- _Written request_
Format the listing, from the line with "Every instance of the curved" through the end of the listing, as a two-column CSV with the header input,output. Each item goes on its own row: its text in input and its answer in output. Put each value in one quoted field, with any line breaks replaced by spaces.

— begin —

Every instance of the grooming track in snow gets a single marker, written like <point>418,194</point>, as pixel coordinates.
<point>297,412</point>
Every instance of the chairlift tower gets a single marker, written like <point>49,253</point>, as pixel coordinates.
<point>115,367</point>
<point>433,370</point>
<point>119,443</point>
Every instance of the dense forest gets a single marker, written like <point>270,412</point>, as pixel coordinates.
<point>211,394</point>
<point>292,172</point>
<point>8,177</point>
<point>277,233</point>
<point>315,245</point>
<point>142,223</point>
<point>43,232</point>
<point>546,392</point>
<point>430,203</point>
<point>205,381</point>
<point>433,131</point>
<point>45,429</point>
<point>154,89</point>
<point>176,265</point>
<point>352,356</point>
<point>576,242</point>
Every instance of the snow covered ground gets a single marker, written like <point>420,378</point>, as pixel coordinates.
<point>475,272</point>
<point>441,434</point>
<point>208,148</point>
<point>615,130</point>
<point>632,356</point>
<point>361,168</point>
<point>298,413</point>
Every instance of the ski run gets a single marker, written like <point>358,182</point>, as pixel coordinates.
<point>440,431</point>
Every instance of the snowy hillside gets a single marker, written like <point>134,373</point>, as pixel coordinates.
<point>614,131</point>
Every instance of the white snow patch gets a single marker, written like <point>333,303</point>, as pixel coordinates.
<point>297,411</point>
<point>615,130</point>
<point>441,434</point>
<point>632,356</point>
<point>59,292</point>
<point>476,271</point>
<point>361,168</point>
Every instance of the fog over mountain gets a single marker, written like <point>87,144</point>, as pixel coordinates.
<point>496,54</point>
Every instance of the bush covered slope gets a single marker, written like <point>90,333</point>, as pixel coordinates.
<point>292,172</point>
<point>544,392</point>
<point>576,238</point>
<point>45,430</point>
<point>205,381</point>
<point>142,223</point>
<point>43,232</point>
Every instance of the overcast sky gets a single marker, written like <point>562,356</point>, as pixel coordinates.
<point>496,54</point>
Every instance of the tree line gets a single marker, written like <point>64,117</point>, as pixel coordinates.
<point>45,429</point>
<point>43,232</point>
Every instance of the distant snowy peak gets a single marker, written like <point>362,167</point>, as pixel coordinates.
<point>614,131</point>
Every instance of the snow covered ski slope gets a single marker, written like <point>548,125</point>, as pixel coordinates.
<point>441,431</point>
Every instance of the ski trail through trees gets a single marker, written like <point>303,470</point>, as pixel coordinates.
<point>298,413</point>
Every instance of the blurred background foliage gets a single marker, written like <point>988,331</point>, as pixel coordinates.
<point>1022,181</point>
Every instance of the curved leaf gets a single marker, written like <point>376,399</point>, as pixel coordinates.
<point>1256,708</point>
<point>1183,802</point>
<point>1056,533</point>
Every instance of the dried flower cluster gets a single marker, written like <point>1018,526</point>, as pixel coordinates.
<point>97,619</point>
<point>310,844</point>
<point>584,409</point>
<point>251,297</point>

— end —

- _Written answer_
input,output
"Every instance of the curved leaf gets a single marker, written like <point>376,399</point>, as pixel coordinates.","<point>1256,708</point> <point>1183,802</point> <point>1056,533</point>"
"Every instance of the dried flower cluster gets a single marker, written like <point>1018,526</point>, as pixel coordinates.","<point>97,619</point> <point>310,844</point> <point>584,409</point> <point>251,297</point>"